> _TO DO_: Extract the entire listing below verbatim, line for line, and leave the picture out of your output.

> _DATA IN THIS EXERCISE_:
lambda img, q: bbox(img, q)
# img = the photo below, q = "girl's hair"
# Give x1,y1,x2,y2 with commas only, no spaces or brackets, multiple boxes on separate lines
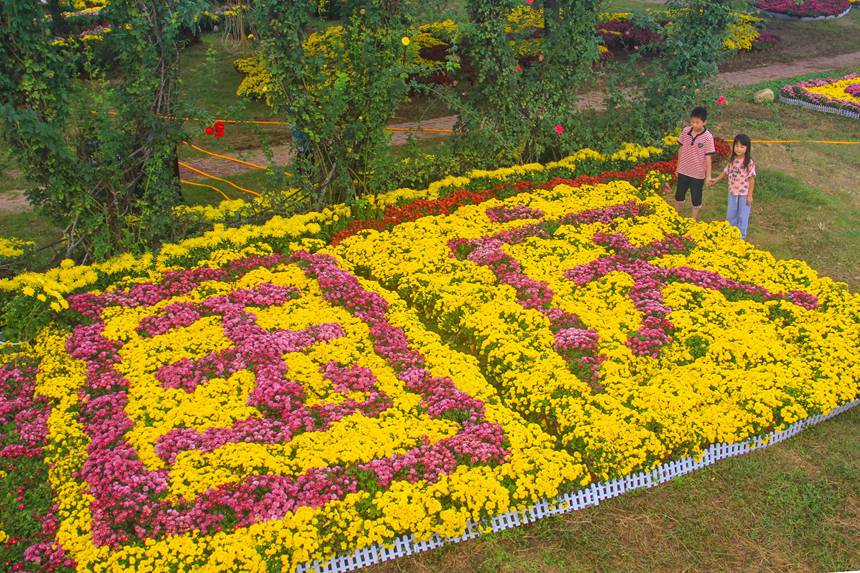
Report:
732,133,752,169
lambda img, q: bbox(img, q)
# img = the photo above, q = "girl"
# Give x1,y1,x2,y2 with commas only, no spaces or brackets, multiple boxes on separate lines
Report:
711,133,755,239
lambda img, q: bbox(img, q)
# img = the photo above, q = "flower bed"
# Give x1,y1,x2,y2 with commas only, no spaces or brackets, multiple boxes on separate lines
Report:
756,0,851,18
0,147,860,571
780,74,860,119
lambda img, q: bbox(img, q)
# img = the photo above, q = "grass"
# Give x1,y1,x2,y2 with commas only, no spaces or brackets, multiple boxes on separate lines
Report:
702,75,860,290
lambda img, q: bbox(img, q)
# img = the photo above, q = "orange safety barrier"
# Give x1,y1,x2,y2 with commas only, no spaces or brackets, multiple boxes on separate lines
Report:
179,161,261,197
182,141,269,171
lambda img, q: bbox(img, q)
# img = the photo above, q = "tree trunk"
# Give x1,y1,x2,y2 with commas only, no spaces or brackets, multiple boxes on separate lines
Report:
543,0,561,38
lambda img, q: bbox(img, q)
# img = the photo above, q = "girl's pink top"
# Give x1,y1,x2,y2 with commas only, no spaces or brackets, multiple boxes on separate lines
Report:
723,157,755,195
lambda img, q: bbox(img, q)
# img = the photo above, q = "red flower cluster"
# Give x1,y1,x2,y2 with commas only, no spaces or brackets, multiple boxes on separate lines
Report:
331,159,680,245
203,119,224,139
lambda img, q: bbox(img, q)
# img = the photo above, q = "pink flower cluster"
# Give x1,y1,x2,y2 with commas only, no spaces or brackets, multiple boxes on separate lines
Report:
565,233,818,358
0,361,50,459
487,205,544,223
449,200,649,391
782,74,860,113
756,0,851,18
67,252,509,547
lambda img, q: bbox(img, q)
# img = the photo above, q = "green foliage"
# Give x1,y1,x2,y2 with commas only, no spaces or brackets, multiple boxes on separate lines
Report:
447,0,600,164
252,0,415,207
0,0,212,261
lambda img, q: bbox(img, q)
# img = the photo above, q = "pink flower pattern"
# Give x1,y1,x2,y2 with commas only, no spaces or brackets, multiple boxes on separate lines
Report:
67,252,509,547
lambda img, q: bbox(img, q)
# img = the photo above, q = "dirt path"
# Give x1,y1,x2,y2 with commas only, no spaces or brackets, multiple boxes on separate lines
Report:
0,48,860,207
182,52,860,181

> _OUTPUT OF THE EXERCISE_:
lambda img, q: bbox(img, q)
# img = the photo below, q = "girl's hair"
# Give x1,y1,x2,y2 with commas only, no spaces or brackets, multiple boxes on separate lines
Report:
732,133,752,169
lambda img, q: bbox(img, q)
# img = the photo above, q = "girl"
# Give x1,y1,x2,y2 with commas only, no spaces or brackets, multiple boxes on separate lines
Report:
711,133,755,239
lambda img, q: bbox(img, q)
# img = the photo above, q = "flower bed"
# Give x1,y1,x2,y2 with commas only, no spaces or brackets, multiple boxes on separate lines
Report:
756,0,851,18
0,147,860,571
780,74,860,119
lambda img, q: bbox(img, q)
# img = the photo above, q = "grass"
# Give x1,y1,x2,y2 with commas only, no spaces or brackets, multiple boxes on separate lines
Report:
702,75,860,290
lambda img, q: bbox(img, q)
# img = the photo above, q = "orange safety barrier"
# Give x1,y1,x2,y2 with commas only, no spaces or brackets, multiple boxes on separate lines
Report:
179,161,261,197
182,141,269,171
lambda img, q: bbox(img, q)
# img = the photo above, q = "tree trunk"
# Give x1,y1,x2,y2 with commas only, no spaces or brackets, multiple boxes on separate lines
Report:
543,0,561,38
lambda img, q: bbox(img, q)
# img = the photo above, q = "girl's pink top"
# Give x1,y1,x2,y2 with commas only, no spaces or brackets, multiple boxes on separate lines
Report:
723,157,755,195
lambda img, q: bbox(img, q)
# img = the photo above, q = "red flower cluster"
# Give x1,y1,x2,y2 with commas only, no spaces or brackets, multiple boxes on separate lines
Report:
331,159,680,245
203,119,224,139
lambda img, q: bbox(img, q)
# img = the photo above, q = "pink flower cluster"
# Give x1,y1,x2,y2 with commas only, no spaces or brackets, multiple boxes on separate lines
Report:
565,233,818,358
0,361,50,459
487,205,544,223
449,200,649,391
782,74,860,113
756,0,851,18
67,252,509,547
lambda img, q: bbox(img, q)
# img = the photo above, q = "green foliage"
# Give x1,y1,x2,y2 with commas only, no spaces or brackets, multiple boxes on separate lines
Report:
447,0,600,164
252,0,415,207
0,0,212,261
lambda img, q: bbox(img, q)
# img = the photo above, q = "pink flower pattern"
# Give x1,y1,x2,y2 with commas only, no spaces or brackets, multiple boxes on separate lines
Report:
67,252,509,547
lambda img, q: bbox(img, q)
# img = the photo above, q = "dirt path"
# Give x1,y1,x2,y2 with commas only, no spaces or brackets, multiple boxes on separate lines
Report:
0,48,860,207
182,52,860,181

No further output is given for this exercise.